Prompt
Rewrite the stretch of entries from the line containing "Would you be able to mark the dormer" through the end of the entries as a Markdown table with the columns Row and Line, leaving out blank lines.

Provided information
^^^^^^^^^^^^^^^^
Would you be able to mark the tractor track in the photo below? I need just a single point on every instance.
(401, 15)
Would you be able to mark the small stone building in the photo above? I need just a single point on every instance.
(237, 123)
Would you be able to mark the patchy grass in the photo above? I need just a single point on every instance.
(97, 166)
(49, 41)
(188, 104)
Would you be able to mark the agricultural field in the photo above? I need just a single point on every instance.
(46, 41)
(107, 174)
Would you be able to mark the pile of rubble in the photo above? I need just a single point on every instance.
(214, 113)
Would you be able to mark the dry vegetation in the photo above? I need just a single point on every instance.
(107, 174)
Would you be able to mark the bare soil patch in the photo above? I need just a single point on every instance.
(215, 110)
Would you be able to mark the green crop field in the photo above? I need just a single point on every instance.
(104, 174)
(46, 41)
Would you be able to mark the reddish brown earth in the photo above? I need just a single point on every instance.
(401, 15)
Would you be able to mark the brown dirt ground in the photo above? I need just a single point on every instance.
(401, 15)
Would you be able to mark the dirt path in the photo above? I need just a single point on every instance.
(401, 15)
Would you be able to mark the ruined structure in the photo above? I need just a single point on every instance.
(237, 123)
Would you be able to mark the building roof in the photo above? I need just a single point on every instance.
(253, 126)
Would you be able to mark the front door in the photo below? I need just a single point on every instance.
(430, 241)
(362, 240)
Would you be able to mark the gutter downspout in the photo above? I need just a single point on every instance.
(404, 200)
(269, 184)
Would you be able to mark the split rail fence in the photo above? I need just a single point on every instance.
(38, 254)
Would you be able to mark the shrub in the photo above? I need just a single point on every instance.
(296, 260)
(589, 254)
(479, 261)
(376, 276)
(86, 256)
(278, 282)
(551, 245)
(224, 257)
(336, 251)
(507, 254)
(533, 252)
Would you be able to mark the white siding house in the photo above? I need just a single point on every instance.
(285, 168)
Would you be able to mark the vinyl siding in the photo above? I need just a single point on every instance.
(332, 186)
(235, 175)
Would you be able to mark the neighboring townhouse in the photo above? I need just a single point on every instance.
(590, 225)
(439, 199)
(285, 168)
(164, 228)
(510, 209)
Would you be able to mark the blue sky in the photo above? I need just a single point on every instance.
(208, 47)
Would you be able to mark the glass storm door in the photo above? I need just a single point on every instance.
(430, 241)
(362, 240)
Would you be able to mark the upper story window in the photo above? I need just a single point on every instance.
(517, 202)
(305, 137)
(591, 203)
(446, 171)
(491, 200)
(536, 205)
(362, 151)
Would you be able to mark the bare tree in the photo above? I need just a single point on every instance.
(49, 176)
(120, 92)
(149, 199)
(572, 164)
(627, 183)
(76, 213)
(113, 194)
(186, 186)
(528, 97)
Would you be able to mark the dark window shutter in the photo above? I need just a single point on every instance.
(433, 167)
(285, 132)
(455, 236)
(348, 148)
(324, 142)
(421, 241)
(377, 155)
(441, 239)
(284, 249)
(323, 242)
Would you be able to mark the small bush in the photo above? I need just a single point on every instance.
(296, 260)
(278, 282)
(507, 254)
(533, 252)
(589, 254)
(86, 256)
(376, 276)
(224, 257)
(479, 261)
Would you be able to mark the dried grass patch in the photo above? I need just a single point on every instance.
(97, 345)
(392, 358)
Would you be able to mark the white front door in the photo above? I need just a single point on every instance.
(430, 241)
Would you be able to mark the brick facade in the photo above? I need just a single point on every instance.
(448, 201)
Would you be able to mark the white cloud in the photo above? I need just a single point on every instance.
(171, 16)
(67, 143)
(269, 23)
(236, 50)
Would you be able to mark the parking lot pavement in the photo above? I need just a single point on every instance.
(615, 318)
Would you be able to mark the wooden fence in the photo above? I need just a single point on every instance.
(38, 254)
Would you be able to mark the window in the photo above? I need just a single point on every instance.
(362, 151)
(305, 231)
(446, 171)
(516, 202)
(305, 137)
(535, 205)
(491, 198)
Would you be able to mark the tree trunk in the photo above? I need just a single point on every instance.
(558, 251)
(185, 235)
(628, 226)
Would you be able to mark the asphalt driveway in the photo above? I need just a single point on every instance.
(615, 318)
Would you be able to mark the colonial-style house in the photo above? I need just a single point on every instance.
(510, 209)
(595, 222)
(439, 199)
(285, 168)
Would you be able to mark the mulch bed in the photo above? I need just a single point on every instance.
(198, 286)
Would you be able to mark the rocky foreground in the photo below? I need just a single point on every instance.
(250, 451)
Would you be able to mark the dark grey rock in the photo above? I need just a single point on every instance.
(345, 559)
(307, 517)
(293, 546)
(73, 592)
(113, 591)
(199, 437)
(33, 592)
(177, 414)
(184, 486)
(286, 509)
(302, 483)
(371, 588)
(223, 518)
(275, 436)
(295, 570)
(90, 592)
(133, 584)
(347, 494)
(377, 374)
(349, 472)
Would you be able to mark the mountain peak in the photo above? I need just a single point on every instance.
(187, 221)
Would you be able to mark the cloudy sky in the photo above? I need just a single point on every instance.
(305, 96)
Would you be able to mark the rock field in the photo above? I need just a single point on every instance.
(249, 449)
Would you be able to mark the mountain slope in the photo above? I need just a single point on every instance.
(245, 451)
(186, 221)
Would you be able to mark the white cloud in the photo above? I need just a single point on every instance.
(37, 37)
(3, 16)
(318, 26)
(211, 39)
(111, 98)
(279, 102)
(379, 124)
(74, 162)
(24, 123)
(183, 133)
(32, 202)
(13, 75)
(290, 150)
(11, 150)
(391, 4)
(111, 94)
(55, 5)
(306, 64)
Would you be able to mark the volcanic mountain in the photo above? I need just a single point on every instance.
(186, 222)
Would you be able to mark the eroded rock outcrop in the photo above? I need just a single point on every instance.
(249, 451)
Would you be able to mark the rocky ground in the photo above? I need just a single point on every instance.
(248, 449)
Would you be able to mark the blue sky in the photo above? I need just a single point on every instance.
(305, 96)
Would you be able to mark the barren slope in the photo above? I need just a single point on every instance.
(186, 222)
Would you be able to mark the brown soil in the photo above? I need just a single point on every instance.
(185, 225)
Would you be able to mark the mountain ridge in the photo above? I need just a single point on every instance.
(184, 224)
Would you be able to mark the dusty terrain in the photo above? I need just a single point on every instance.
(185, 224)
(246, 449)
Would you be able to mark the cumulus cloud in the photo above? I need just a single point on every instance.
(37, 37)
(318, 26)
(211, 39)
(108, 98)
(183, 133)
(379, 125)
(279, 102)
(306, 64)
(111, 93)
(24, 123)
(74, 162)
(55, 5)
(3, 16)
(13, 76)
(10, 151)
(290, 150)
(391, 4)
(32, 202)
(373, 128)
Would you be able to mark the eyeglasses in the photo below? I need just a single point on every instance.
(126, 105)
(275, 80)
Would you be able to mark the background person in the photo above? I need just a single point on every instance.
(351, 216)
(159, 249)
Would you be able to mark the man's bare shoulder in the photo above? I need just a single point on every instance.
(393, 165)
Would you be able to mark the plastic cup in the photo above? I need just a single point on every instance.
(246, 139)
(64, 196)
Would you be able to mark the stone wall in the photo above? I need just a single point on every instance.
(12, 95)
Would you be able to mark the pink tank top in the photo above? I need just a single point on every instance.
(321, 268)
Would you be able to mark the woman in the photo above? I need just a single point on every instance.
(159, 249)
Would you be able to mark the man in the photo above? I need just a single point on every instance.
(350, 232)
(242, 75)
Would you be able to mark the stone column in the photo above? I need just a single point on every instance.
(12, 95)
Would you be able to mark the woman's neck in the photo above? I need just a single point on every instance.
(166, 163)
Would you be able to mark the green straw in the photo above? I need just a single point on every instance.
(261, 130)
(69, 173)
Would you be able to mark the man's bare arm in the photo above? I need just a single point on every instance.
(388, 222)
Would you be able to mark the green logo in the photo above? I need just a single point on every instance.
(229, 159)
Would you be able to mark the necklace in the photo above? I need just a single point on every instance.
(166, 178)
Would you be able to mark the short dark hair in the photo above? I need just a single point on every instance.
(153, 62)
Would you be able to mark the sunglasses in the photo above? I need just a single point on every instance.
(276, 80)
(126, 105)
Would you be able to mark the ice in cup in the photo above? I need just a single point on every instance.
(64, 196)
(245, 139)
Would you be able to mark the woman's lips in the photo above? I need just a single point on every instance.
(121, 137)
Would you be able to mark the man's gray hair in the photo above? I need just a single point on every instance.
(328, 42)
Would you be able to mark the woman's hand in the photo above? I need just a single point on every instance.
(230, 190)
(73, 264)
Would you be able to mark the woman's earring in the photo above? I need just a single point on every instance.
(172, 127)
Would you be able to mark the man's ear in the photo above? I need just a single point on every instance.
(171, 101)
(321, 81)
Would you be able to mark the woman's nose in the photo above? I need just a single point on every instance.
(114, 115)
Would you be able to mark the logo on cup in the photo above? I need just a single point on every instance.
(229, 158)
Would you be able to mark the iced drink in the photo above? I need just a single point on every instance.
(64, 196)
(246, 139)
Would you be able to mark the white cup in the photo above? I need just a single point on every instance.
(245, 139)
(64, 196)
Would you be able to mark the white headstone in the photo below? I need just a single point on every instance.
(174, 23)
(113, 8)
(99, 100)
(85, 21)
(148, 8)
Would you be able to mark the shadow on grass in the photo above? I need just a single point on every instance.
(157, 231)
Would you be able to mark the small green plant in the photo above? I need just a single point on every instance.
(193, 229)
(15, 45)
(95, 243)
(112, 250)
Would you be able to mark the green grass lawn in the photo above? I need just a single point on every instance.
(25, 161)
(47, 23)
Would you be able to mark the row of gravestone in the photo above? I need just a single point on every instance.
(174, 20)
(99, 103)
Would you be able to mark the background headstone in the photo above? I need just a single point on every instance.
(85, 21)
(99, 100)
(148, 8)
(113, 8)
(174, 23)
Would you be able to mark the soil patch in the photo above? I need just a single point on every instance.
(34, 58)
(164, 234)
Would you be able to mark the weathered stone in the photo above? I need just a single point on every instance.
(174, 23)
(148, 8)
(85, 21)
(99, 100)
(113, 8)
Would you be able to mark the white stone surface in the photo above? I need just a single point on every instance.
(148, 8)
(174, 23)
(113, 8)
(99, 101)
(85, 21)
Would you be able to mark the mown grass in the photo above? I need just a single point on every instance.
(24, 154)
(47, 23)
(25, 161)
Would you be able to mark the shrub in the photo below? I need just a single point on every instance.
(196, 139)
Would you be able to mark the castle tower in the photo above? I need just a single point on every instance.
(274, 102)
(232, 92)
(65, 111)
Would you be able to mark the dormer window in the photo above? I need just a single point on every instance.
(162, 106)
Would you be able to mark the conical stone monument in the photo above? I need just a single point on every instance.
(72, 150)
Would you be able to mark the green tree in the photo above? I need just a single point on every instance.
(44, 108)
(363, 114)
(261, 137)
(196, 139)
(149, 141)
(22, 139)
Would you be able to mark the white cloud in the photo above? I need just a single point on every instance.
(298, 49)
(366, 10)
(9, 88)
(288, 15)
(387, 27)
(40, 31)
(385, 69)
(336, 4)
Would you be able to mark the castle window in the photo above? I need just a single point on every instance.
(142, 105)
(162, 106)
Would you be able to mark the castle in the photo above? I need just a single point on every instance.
^^^^^^^^^^^^^^^^
Exercise solution
| Row | Line |
|---|---|
| 1 | Would you be able to mark the dormer window in the photo above? I need just a single point on every instance. |
| 2 | (162, 106) |
| 3 | Would you be able to mark the conical stone monument in the photo above? I need just a single point on every instance. |
| 4 | (72, 150) |
| 5 | Would you be able to mark the green tree in the photo above? I need just a single point on every instance. |
| 6 | (44, 108) |
| 7 | (363, 114) |
| 8 | (261, 137) |
| 9 | (196, 139) |
| 10 | (149, 141) |
| 11 | (22, 139) |
| 12 | Would you be able to mark the white cloud in the photo above? I need just a single point on every instance. |
| 13 | (298, 49) |
| 14 | (366, 10) |
| 15 | (9, 88) |
| 16 | (288, 15) |
| 17 | (387, 27) |
| 18 | (40, 31) |
| 19 | (385, 69) |
| 20 | (336, 4) |
| 21 | Would you be able to mark the castle window in the photo above? I need just a single point on every instance. |
| 22 | (142, 105) |
| 23 | (162, 106) |
| 24 | Would you be able to mark the castle in the photo above? I need just a single point on every instance. |